The task> Reproduce the carbon finance e-conference text starting with "The topics covered" and going on through "the next steps?", renaming "carbon finance" to "climate finance".

Supplied passage>

↓↓↓

The topics covered were:
- What is carbon finance?
- How to develop a project
- How to ensure communities really benefit
- Monitoring impacts - greenhouse gases and other benefits
- Knowledge sharing, networking and policy action - what are the next steps?
An e-conference is one which will be held online via the internet (without any travelling or meeting face to face). While a physical meeting is certainly to be preferred, the online format allows for greater flexibility, much lower costs, and wider involvement of stakeholders. Another advantage is that people can 'attend' the conference while continuing their normal work, dedicating an hour or two to the conference early morning or each evening for example. Our e-conference will take place by email, supported by papers and other documentation to be made available on our website. After the conference, proceedings will be prepared and circulated via the CarbonSIG web pages. Participation in our e-conferences is free, and no travelling or accommodation was needed. We invited submission of short relevant papers, and we welcomed contributions (in the form of notes / questions / suggestions) during discussions.
James Robinson, Eco Ltd and the HEDON Network
Philip Mann, Oxford University
- Boiling Point 54 Theme Editorial: Carbon finance for clean cooking – time to grasp the opportunity by Philip Mann
Philip Mann of the University of Oxford Environmental Change Institute is the theme editor for Edition 54 of Boiling Point. His editorial gives an excellent overview of many relevant issues including an update of events at the recent UN Climate Change Conference in Bali. He also summarises the other articles presented in this conference
Due to prior commitments Phil will be joining the conference at a later date, so this paper is presented in his absence
Articles by GTZ and Bailis et al can be read in the full paper or digital versions of Boiling Point
Dean Cooper, The PACE Centre, South Africa
- Credible Carbon Offsets for African Households: The Need for “Carbon Plus” Investments by Dean Cooper
Climate change mitigation and the development needs of Africa are two subjects that are currently attracting great international attention. But matching the two through existing carbon mechanisms is proving to be very difficult. Private sector carbon markets, as with other commercial operations, perceive too great an investment risk in Africa. For carbon, only large-scale projects are generally considered, often with significant doubts over their additionality. The great potential for carbon savings from households supplied with efficient and alternative energy systems is currently being overlooked. The global climate change impact of appropriate energy supplies for growing household energy demand in Africa, and the associated development benefits for local residents, are not part of the current framework. This suggests that a new approach is required.
Some key questions for discussion are:
- Can CDM be effective for households in poor countries?
- Who should take the lead in future carbon-saving activities: governments, international donors, private business or individual householders?
- How can carbon investors be convinced to support longer-term development needs by paying more for sustainable carbon reductions in poor countries?

↑↑↑

Region annotation entries>

↓↓↓

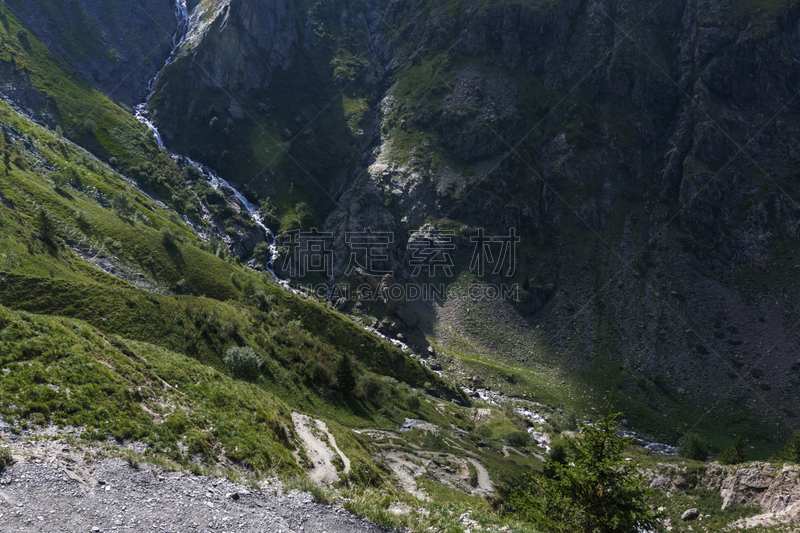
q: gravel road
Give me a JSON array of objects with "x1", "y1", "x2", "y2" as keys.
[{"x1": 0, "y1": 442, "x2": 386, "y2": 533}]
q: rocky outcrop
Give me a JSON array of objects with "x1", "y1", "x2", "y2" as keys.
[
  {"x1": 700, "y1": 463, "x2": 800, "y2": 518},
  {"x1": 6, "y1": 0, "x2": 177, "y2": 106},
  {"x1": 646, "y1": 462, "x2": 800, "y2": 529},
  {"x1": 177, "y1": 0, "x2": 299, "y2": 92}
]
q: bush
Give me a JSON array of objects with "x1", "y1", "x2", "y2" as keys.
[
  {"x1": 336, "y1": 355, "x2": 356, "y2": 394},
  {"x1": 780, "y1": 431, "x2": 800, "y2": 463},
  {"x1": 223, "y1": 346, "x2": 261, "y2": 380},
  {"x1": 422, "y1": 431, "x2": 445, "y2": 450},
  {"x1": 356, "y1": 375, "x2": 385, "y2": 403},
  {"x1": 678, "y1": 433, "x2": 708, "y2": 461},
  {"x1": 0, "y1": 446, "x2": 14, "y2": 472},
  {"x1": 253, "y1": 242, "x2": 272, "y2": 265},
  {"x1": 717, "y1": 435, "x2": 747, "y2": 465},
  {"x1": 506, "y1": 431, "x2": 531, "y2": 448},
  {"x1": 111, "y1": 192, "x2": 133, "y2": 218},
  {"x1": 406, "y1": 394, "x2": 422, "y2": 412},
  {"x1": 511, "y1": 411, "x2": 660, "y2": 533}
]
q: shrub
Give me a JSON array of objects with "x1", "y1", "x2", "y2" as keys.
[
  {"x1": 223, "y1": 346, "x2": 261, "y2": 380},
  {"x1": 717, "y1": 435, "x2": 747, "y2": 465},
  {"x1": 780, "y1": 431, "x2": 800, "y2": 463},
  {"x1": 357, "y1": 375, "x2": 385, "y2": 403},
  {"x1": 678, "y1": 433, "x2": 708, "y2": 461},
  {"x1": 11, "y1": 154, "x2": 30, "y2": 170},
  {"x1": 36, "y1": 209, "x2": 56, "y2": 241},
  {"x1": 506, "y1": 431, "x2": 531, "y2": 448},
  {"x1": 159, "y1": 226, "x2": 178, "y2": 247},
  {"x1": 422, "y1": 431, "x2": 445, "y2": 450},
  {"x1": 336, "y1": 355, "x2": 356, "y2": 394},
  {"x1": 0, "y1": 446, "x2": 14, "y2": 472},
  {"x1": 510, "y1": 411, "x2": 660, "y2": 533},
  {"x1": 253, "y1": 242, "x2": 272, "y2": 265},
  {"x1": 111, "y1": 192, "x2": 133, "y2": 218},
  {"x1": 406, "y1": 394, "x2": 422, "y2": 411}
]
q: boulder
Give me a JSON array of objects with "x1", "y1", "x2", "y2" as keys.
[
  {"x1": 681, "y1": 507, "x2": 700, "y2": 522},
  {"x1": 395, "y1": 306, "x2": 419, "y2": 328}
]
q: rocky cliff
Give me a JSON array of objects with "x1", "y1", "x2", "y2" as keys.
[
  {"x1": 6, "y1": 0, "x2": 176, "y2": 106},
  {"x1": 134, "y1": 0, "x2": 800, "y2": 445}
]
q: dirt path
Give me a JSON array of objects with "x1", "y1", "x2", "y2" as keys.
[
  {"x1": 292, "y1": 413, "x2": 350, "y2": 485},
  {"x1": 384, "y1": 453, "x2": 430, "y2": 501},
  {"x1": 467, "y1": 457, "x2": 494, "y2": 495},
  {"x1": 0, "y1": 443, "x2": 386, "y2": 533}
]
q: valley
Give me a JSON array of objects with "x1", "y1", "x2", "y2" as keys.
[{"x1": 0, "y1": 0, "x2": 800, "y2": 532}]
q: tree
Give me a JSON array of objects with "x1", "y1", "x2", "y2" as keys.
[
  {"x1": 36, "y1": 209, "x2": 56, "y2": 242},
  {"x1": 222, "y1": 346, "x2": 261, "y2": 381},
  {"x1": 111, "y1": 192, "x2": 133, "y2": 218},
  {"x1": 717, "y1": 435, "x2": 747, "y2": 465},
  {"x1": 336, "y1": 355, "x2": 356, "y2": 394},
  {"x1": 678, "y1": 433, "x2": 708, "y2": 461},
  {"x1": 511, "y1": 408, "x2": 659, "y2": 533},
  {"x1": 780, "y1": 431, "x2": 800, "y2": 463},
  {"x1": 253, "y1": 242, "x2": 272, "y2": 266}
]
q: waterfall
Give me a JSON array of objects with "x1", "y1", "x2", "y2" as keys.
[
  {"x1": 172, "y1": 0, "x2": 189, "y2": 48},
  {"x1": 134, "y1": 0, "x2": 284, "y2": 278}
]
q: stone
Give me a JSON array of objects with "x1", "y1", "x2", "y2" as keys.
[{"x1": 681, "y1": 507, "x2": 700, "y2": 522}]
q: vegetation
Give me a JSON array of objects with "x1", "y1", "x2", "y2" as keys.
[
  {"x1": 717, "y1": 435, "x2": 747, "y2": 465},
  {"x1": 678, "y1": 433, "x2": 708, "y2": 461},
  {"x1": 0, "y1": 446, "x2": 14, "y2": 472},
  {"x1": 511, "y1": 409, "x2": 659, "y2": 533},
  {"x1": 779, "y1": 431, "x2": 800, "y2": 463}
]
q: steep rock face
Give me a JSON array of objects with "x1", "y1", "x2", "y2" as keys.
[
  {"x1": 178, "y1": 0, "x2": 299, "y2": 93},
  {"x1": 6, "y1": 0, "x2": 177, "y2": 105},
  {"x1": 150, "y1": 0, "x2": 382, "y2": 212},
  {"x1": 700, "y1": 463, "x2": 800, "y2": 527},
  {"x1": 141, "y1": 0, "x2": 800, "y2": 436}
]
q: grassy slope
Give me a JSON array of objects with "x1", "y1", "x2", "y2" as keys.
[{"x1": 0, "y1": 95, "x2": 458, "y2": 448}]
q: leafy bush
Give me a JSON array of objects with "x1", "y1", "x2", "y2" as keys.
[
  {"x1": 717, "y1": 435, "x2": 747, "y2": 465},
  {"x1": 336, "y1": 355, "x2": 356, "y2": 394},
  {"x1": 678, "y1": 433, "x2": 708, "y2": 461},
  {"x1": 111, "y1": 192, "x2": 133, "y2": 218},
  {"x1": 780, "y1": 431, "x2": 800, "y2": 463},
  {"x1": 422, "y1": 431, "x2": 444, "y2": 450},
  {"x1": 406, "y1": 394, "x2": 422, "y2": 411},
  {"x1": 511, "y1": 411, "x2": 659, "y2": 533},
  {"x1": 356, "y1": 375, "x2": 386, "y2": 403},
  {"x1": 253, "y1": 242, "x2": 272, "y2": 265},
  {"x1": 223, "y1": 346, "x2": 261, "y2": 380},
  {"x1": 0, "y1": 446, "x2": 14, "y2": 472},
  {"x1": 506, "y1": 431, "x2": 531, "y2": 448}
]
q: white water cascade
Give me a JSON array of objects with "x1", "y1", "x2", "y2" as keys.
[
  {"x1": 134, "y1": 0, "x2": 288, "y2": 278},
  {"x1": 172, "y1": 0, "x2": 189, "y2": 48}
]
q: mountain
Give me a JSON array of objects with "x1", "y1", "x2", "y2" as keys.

↑↑↑
↓↓↓

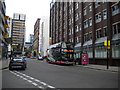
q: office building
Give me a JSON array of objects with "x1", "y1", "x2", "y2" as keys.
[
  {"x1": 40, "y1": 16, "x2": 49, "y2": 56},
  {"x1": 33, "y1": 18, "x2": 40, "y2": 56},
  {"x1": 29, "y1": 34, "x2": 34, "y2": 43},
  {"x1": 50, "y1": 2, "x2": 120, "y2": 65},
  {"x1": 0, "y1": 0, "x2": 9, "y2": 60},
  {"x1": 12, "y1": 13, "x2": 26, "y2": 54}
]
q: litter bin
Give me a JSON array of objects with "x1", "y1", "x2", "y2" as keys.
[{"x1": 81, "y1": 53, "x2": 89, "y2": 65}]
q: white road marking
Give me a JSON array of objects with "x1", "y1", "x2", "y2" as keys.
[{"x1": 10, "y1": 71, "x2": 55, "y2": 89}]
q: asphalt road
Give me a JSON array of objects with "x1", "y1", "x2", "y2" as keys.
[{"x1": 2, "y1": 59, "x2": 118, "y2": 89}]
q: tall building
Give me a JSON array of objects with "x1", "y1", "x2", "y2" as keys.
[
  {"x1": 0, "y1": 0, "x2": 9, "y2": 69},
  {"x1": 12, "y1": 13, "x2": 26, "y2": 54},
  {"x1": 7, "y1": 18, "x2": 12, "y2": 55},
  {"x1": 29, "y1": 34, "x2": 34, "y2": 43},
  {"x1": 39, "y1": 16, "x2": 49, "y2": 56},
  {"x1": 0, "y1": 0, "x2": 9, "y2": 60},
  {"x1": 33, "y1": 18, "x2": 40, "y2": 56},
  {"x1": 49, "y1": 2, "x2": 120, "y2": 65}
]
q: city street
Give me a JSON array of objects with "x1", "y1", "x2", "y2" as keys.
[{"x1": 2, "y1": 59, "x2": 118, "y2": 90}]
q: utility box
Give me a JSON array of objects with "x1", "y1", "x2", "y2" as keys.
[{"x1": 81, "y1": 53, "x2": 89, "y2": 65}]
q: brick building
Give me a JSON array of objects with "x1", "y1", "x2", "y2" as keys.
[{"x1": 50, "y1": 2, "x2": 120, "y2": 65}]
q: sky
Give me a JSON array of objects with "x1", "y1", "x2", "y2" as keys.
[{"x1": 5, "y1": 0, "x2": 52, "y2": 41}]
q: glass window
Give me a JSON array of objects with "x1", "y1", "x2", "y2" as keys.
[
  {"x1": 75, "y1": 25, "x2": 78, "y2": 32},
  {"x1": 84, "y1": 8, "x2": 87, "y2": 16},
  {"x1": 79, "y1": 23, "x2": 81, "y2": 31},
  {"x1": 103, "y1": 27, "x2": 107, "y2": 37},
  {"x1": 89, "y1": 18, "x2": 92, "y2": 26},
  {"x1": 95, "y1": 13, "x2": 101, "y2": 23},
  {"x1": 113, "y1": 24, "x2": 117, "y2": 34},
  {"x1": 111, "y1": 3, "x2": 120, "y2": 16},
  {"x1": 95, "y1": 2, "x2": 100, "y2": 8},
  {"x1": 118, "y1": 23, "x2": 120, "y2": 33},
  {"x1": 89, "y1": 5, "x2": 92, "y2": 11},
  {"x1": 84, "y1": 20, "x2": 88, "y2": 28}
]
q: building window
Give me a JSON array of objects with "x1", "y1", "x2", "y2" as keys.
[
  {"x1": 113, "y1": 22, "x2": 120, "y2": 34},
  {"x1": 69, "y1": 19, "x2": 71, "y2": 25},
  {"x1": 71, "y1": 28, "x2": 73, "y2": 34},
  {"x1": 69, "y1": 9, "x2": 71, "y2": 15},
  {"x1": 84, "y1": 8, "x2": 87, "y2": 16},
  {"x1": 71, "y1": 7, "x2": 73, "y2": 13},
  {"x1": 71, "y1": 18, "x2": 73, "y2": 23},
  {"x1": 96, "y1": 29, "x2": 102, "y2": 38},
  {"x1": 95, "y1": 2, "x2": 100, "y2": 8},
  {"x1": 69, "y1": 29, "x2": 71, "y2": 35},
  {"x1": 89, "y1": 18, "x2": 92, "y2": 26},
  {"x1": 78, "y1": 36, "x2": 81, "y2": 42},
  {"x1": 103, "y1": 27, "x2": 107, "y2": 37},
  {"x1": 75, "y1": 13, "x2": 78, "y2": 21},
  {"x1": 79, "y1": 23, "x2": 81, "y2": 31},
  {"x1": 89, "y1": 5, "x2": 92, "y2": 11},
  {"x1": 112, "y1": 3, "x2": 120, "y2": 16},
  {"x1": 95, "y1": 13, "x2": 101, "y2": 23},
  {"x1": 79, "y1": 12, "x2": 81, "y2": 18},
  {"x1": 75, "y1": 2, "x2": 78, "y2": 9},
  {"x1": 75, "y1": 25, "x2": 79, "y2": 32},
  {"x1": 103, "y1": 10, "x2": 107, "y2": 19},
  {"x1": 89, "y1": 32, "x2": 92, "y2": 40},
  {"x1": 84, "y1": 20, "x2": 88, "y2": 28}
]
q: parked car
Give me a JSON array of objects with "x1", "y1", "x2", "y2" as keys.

↑↑↑

Answer to the exercise>
The topics covered were:
- What is climate finance?
- How to develop a project
- How to ensure communities really benefit
- Monitoring impacts - greenhouse gases and other benefits
- Knowledge sharing, networking and policy action - what are the next steps?